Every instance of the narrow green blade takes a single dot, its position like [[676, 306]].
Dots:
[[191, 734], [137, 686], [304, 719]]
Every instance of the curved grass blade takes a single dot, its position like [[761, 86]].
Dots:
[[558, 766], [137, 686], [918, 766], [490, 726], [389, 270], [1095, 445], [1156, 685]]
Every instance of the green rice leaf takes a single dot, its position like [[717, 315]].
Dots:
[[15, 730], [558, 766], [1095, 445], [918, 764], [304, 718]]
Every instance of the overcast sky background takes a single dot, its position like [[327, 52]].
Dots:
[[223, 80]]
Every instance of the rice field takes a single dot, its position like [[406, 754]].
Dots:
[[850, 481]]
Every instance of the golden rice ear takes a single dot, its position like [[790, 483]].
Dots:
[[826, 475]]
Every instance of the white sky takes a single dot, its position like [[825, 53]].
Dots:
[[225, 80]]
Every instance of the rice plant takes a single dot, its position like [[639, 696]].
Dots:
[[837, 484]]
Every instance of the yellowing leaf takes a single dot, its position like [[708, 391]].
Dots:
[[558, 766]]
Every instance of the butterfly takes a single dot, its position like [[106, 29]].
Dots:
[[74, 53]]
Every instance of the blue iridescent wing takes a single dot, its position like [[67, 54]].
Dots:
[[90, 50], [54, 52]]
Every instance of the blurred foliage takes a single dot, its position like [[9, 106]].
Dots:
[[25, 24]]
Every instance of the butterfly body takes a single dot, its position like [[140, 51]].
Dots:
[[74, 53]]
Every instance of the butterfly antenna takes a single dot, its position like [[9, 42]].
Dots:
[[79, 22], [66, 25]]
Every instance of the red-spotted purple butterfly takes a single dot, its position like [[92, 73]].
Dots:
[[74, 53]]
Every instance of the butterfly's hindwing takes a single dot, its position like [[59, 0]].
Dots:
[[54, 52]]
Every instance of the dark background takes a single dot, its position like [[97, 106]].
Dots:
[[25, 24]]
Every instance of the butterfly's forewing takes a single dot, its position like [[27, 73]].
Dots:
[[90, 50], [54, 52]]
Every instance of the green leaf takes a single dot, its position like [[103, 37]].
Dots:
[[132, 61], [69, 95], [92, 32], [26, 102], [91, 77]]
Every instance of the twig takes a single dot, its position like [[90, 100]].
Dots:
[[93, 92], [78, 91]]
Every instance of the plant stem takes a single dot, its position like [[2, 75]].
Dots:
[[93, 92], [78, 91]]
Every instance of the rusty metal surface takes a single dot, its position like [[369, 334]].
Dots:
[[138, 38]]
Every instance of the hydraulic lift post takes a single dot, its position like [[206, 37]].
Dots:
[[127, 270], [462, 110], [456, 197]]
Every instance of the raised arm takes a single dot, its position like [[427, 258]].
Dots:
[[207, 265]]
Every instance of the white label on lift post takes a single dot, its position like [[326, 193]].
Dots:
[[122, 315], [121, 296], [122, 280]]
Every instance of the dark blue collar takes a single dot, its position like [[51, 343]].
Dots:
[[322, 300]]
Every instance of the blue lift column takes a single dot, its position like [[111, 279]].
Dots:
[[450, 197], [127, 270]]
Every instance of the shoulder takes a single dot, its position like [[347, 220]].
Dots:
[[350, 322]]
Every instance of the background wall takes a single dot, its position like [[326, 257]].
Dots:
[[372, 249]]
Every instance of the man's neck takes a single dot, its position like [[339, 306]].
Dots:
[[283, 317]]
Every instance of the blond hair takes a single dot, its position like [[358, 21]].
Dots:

Activity: A reply that repeats all the data exactly is required.

Answer section:
Every instance of the narrow green blade takes a single dot, its position like [[676, 306]].
Dots:
[[191, 734], [137, 686], [304, 719]]
Every instance of the curved grass blade takes a single dot, its position like [[761, 86]].
Dots:
[[558, 766], [137, 686], [918, 766], [490, 726], [389, 270], [1095, 445], [1156, 685]]
Every instance of the green rice leaf takes a single dot, its position like [[717, 315]].
Dots:
[[15, 730], [558, 766], [1095, 445], [918, 764], [304, 718]]
Every instance of the overcast sky background takes a single dot, its position like [[327, 52]].
Dots:
[[223, 80]]
Every instance of the rice field takes a single dot, its position like [[406, 754]].
Dots:
[[850, 481]]
Every instance of the golden rice ear takes a single dot, its position like [[790, 483]].
Dots:
[[826, 475]]
Every instance of the white sky takes a single dot, its position like [[825, 53]].
Dots:
[[225, 80]]
Every instance of the rice plant takes a single dot, its position like [[639, 696]].
Dots:
[[837, 484]]
Every instance of the yellowing leaf takes a single dot, its position like [[708, 391]].
Dots:
[[558, 766]]
Every instance of the butterfly takes a single dot, its position like [[106, 29]].
Dots:
[[74, 53]]
Every instance of the blue iridescent wing takes a single dot, its position like [[67, 54]].
Dots:
[[90, 50], [54, 52]]
Every instance of the blurred foliage takes a single dot, its position like [[9, 106]].
Dots:
[[25, 24]]
Every instance of the butterfly body takes a single dot, its position like [[140, 51]].
Dots:
[[74, 53]]
Every instance of the butterfly antenna takes a single dot, its position like [[9, 42]].
Dots:
[[79, 22], [66, 25]]
Every instance of the red-spotted purple butterfly takes a single dot, its position like [[92, 73]].
Dots:
[[74, 53]]
Every instance of the butterfly's hindwing takes a single dot, its position like [[59, 0]].
Dots:
[[54, 52]]
Every instance of the dark background takes a single dot, its position like [[97, 106]].
Dots:
[[25, 24]]
Every instance of the butterfly's forewing takes a single dot, its position like [[27, 73]].
Dots:
[[90, 50], [54, 52]]
Every instance of the green leaf takes a single dot, its position like [[103, 37]].
Dots:
[[132, 61], [69, 95], [92, 32], [26, 102], [91, 77]]
Every instance of the twig takes a single dot, its position like [[90, 100]].
Dots:
[[93, 92], [78, 91]]
Every instance of the plant stem takes a single dot, its position like [[2, 75]].
Dots:
[[93, 92], [78, 91]]
Every instance of the rusty metal surface takes a single dot, its position like [[369, 334]].
Dots:
[[138, 38]]
Every instance of the hydraulic lift post takes a single dot, its position like [[206, 37]].
Dots:
[[127, 270], [462, 110], [456, 197]]
Every instance of the raised arm takes a single dot, its position like [[427, 258]].
Dots:
[[207, 265]]
Every instance of the white label on lift post takes a single dot, its position like [[326, 193]].
Dots:
[[122, 315], [121, 296], [122, 280]]
Every instance of the dark blue collar takes a single dot, its position like [[51, 343]].
Dots:
[[322, 300]]
Every instance of the blue lift column takes a single dot, its position like [[111, 279]].
Dots:
[[450, 197], [127, 270]]
Every instance of the shoulder takes a single dot, its position like [[347, 220]].
Dots:
[[350, 322]]
Every instance of the background wall takes a single dot, its position like [[326, 257]].
Dots:
[[372, 249]]
Every instance of the man's neck takes a single dot, its position like [[339, 306]].
Dots:
[[283, 317]]
Every instance of the blond hair takes a single dot, its position like [[358, 21]].
Dots:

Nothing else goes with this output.